**TASK STATEMENT**
Rewrite everything from the line containing "of the stacked" down to the end of the items, putting "lumber" in place of "timber" and leaving all else unchanged.

Dataset rows:
** Start **

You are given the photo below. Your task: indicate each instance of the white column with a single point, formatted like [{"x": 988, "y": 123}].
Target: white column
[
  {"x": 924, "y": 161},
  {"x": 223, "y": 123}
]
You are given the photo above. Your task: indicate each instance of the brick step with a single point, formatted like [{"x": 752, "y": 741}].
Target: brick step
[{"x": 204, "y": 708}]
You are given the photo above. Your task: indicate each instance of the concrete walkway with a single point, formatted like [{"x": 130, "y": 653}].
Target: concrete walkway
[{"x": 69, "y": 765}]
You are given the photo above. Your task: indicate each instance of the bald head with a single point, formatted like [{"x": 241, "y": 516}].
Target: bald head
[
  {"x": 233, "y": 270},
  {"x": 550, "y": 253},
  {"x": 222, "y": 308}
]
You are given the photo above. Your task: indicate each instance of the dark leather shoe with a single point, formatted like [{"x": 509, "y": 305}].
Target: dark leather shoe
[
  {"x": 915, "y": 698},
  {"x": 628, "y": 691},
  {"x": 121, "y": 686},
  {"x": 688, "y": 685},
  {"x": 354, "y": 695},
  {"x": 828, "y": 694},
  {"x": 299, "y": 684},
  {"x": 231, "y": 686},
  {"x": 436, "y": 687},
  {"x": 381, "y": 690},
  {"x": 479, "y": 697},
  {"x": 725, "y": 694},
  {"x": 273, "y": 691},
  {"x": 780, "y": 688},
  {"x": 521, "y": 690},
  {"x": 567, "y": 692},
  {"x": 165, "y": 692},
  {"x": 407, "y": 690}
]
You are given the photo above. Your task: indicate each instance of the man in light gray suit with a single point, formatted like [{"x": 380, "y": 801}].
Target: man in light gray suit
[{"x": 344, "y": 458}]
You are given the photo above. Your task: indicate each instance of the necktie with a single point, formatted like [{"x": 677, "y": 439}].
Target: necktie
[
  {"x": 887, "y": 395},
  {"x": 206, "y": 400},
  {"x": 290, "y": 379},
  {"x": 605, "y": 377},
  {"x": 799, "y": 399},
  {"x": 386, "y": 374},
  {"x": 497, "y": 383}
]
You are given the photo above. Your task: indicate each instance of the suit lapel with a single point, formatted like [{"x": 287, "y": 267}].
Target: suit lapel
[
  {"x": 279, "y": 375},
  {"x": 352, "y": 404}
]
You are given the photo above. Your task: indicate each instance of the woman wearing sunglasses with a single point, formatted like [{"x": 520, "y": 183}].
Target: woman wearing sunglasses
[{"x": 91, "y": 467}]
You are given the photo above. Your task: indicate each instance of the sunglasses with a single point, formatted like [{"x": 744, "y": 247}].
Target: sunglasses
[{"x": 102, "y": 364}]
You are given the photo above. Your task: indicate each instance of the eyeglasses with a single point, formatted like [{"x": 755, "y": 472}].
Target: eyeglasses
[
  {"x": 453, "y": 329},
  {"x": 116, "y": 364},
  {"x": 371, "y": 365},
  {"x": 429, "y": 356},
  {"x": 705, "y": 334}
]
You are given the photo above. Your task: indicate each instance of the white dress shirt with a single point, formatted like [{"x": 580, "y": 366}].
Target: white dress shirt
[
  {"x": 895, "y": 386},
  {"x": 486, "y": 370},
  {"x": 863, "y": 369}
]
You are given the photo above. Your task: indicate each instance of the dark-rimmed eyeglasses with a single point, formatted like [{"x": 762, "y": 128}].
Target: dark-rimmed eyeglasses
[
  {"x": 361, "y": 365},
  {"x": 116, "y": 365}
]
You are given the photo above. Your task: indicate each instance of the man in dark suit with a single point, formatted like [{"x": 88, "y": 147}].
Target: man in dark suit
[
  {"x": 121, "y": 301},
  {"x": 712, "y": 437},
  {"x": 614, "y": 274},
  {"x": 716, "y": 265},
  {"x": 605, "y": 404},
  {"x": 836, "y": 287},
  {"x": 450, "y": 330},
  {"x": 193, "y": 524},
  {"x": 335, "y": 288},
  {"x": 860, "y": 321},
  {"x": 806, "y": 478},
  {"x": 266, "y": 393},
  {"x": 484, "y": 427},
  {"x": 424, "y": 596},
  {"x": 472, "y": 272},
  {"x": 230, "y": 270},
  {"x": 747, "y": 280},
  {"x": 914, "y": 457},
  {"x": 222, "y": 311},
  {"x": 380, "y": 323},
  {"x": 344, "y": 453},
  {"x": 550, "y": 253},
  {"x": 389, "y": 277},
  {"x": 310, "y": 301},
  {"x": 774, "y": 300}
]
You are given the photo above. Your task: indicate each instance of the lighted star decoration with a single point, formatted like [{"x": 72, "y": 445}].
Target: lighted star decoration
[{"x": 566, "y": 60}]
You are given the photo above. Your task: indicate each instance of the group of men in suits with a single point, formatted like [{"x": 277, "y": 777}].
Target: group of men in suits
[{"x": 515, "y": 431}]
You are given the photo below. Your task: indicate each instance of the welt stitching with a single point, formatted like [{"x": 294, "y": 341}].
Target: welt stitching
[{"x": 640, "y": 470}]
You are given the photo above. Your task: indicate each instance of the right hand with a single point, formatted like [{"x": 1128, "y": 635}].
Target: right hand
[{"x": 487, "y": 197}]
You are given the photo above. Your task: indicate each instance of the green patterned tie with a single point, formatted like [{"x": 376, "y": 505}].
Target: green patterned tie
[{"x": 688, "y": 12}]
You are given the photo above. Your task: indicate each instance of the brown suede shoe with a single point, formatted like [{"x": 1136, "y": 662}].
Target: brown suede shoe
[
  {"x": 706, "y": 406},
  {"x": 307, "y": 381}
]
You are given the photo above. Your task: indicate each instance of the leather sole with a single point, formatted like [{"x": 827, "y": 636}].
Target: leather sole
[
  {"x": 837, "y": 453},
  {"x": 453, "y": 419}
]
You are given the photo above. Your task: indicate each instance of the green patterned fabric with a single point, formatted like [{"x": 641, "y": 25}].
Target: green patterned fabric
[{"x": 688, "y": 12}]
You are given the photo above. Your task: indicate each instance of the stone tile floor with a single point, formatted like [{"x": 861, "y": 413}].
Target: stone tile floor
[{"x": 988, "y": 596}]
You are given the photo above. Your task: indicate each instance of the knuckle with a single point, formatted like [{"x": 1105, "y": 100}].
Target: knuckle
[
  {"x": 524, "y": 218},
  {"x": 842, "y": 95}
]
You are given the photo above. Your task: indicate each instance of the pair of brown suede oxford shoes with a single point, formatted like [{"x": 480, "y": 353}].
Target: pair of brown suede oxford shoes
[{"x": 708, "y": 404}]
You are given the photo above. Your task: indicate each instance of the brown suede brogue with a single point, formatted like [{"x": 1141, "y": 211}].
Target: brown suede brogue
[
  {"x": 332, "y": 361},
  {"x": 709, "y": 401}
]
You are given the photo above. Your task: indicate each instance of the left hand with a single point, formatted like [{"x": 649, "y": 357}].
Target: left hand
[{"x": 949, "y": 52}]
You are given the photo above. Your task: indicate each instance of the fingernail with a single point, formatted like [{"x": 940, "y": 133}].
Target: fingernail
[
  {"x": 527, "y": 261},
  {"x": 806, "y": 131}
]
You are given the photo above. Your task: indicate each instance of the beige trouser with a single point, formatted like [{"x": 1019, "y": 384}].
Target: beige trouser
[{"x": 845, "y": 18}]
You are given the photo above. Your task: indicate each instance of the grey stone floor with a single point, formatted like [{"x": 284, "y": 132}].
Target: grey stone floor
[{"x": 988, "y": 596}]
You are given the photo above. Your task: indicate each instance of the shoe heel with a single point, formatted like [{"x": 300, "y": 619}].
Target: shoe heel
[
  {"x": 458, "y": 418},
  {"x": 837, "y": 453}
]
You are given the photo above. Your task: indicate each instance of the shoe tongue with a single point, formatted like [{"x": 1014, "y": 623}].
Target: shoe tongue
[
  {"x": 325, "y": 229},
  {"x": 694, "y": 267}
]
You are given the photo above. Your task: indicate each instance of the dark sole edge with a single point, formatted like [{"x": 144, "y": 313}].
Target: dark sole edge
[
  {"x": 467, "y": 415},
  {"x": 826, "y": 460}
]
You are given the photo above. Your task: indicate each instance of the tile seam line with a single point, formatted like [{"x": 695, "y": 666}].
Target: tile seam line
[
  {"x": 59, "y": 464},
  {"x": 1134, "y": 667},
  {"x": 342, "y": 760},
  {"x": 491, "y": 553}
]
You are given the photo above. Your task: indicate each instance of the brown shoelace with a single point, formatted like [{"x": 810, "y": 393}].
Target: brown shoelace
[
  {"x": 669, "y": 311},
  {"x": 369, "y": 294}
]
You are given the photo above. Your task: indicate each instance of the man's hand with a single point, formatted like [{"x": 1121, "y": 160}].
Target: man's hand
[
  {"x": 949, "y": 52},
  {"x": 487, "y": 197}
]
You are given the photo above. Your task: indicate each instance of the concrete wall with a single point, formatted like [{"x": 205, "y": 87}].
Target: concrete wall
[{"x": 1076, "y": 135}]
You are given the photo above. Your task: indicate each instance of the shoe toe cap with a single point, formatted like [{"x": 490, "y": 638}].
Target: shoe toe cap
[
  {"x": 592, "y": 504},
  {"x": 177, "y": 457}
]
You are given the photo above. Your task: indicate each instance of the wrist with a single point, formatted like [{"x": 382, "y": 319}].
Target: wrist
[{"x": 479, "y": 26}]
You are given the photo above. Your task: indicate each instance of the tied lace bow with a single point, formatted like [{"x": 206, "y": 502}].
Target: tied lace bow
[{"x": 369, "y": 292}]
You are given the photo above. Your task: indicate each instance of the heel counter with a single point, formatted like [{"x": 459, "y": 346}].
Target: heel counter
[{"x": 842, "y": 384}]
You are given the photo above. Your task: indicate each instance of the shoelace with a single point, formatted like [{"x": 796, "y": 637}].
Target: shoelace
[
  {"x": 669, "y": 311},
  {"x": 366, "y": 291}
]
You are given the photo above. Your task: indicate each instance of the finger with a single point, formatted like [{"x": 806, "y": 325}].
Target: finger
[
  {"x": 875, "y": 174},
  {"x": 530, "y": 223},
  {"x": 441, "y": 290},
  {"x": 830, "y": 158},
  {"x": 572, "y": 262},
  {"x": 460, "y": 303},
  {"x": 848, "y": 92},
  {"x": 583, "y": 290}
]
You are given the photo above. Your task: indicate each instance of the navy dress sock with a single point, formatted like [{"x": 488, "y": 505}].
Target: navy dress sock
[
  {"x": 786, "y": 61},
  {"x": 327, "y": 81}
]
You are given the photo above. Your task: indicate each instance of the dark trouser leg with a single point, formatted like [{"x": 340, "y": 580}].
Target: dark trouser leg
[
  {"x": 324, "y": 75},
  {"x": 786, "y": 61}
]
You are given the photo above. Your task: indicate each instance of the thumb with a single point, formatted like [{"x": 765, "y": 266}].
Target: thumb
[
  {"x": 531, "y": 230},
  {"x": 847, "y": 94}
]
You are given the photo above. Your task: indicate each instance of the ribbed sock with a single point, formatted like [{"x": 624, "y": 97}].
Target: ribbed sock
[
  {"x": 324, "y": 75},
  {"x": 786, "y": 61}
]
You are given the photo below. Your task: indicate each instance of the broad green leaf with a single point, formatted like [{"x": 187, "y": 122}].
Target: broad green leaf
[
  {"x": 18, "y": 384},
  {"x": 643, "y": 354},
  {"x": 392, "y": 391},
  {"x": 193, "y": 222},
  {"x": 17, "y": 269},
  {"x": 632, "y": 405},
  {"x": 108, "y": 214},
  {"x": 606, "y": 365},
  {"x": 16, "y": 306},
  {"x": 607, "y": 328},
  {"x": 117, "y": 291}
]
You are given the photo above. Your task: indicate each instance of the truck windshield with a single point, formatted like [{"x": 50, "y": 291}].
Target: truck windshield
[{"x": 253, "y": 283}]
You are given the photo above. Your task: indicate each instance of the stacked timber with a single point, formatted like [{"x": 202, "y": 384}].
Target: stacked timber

** End **

**CORRECT RESULT**
You are given the photo above. Your task: indicate each instance of the stacked lumber with a single point, formatted like [{"x": 202, "y": 384}].
Target: stacked lumber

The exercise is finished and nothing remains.